**Exercise description:** Repeat the lines beginning at the one with "Please mark the hood" and running to the end of the material, keeping the first and last of them, exactly as they appear.

"""

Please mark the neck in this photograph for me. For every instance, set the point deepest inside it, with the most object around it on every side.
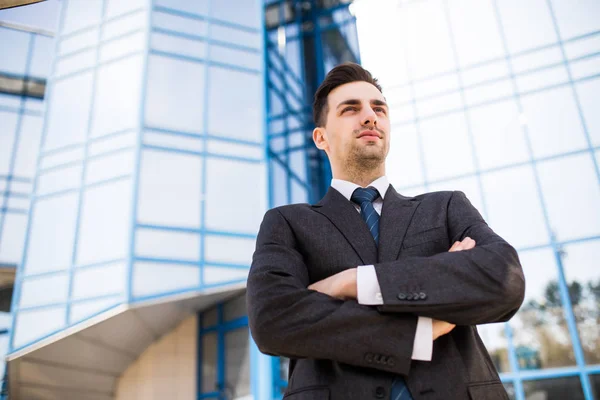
(361, 178)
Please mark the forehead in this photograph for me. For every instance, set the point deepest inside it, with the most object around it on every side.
(360, 90)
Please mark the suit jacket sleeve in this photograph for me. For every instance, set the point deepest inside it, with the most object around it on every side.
(477, 286)
(287, 319)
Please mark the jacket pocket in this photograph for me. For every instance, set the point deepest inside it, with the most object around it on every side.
(308, 393)
(428, 235)
(487, 391)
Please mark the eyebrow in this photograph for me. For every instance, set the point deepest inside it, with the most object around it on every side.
(355, 102)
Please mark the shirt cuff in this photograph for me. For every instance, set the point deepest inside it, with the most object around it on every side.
(423, 344)
(368, 291)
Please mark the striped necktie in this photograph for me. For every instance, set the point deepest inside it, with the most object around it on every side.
(364, 198)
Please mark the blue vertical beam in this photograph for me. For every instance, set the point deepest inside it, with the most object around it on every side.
(465, 107)
(20, 268)
(221, 378)
(199, 354)
(575, 94)
(579, 356)
(205, 146)
(84, 166)
(17, 132)
(135, 181)
(562, 285)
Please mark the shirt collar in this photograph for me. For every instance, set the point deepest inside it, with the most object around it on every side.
(346, 188)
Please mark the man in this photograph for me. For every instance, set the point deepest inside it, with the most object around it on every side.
(372, 294)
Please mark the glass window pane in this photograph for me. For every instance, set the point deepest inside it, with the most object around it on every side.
(237, 362)
(78, 41)
(52, 234)
(446, 146)
(29, 145)
(99, 281)
(576, 18)
(68, 115)
(432, 53)
(239, 94)
(469, 186)
(404, 164)
(35, 324)
(43, 55)
(194, 7)
(175, 95)
(209, 363)
(106, 167)
(247, 13)
(540, 333)
(235, 308)
(63, 178)
(553, 122)
(554, 389)
(167, 244)
(122, 47)
(226, 179)
(572, 203)
(514, 207)
(494, 338)
(18, 43)
(527, 26)
(583, 277)
(498, 134)
(118, 7)
(170, 189)
(595, 381)
(589, 97)
(154, 278)
(12, 238)
(478, 16)
(8, 122)
(117, 96)
(105, 223)
(80, 14)
(219, 249)
(44, 290)
(209, 318)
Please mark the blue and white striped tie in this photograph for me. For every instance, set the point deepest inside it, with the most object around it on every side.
(364, 198)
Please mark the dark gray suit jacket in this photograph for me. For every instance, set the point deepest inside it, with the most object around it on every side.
(341, 350)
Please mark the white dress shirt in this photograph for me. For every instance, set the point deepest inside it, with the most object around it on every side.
(368, 289)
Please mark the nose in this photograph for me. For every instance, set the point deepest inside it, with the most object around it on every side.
(369, 118)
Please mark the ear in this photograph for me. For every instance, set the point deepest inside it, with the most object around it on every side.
(320, 138)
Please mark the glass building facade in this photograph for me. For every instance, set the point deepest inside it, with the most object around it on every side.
(142, 142)
(499, 99)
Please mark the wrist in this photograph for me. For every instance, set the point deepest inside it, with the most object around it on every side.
(350, 288)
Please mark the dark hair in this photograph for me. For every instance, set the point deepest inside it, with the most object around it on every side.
(338, 76)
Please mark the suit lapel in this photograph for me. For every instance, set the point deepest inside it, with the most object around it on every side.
(396, 214)
(341, 212)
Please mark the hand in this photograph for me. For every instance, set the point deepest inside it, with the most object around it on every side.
(341, 285)
(441, 328)
(466, 244)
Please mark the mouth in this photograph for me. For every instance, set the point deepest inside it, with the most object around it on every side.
(369, 135)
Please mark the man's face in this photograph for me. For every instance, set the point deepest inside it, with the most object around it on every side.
(356, 132)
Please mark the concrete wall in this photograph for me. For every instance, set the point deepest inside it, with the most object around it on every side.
(166, 370)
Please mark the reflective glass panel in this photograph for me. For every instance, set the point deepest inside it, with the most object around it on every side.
(540, 333)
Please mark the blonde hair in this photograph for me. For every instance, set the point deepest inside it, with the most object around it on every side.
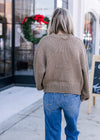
(61, 21)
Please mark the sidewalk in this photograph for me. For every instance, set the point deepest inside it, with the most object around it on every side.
(31, 124)
(16, 100)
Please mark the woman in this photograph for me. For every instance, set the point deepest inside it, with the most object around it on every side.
(61, 70)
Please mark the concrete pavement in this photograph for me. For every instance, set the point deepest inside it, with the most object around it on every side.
(29, 124)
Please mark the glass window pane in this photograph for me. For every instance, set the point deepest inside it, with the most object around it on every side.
(1, 7)
(44, 7)
(59, 3)
(8, 42)
(8, 11)
(23, 8)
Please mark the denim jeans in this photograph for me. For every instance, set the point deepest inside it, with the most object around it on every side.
(54, 103)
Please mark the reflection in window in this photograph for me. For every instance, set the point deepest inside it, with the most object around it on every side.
(9, 11)
(23, 8)
(23, 48)
(59, 3)
(89, 36)
(6, 38)
(1, 7)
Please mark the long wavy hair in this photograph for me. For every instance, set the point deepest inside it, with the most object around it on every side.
(61, 21)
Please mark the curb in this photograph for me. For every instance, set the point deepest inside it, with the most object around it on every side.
(6, 125)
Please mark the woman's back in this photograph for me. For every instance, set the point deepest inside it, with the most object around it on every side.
(64, 58)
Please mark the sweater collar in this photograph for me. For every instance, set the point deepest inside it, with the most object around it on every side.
(63, 36)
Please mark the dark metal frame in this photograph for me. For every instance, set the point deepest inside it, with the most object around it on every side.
(17, 79)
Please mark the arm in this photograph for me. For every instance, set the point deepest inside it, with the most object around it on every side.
(84, 65)
(39, 66)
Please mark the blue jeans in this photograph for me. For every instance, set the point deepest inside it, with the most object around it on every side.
(53, 104)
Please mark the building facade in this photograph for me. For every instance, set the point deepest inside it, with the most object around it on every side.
(17, 54)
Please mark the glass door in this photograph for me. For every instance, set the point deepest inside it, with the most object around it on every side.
(5, 42)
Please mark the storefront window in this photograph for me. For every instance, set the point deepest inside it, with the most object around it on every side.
(89, 36)
(5, 38)
(23, 48)
(59, 3)
(44, 7)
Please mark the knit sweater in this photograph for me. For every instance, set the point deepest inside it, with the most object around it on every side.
(60, 65)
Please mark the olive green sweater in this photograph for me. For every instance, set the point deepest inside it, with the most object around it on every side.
(60, 65)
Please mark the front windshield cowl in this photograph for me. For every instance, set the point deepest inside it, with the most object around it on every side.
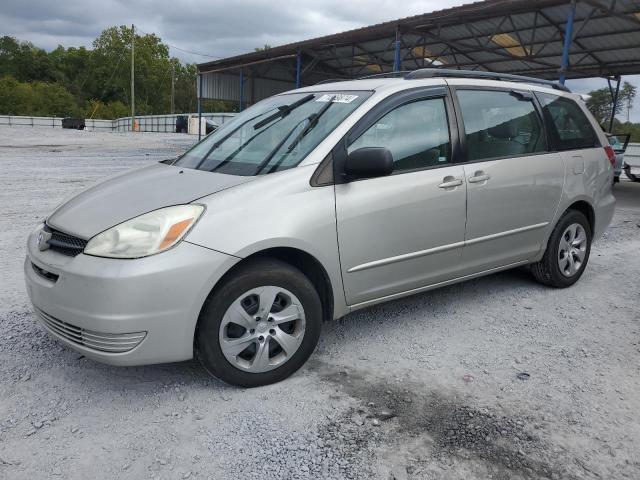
(273, 135)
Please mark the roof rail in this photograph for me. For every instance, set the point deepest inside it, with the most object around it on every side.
(332, 80)
(401, 73)
(506, 77)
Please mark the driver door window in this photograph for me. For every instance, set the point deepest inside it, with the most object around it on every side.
(416, 133)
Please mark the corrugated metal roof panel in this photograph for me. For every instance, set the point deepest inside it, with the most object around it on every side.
(506, 36)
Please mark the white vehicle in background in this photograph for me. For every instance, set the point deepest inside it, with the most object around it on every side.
(631, 165)
(619, 144)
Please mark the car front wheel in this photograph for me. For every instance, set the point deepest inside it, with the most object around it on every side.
(260, 325)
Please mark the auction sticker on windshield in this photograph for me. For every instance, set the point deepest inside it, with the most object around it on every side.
(337, 98)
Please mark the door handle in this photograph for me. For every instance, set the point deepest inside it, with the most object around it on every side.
(478, 177)
(450, 182)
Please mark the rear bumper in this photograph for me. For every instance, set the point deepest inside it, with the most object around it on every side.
(604, 214)
(124, 312)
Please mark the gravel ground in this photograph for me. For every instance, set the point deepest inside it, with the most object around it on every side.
(493, 378)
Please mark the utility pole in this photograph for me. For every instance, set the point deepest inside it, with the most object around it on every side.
(133, 96)
(173, 87)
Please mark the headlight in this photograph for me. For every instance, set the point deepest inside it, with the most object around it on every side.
(147, 234)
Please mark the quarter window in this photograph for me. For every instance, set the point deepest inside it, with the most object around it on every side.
(416, 133)
(499, 124)
(570, 127)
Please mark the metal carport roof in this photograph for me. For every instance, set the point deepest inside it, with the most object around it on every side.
(525, 37)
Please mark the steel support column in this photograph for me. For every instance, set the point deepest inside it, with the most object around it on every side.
(568, 38)
(199, 107)
(241, 100)
(298, 69)
(397, 62)
(614, 98)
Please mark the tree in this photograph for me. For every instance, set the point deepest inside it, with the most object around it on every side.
(628, 93)
(600, 102)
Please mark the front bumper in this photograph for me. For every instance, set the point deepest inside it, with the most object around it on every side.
(124, 312)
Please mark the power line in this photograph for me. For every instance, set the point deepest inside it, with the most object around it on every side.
(183, 49)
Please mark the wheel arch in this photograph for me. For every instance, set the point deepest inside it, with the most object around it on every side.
(309, 265)
(586, 209)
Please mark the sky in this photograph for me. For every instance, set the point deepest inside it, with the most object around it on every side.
(217, 28)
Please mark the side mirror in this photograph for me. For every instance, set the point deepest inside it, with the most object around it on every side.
(369, 162)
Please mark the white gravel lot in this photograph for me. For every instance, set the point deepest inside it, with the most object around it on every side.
(425, 387)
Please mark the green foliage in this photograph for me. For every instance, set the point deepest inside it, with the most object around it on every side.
(110, 110)
(35, 98)
(600, 102)
(627, 127)
(80, 80)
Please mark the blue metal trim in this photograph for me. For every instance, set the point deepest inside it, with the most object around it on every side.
(241, 102)
(199, 106)
(298, 69)
(568, 38)
(397, 62)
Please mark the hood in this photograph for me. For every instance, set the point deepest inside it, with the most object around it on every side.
(133, 193)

"""

**The answer:**
Please mark the hood in this photograph for me. For every instance, set the point deepest inside it, with the most object around it on every side.
(133, 193)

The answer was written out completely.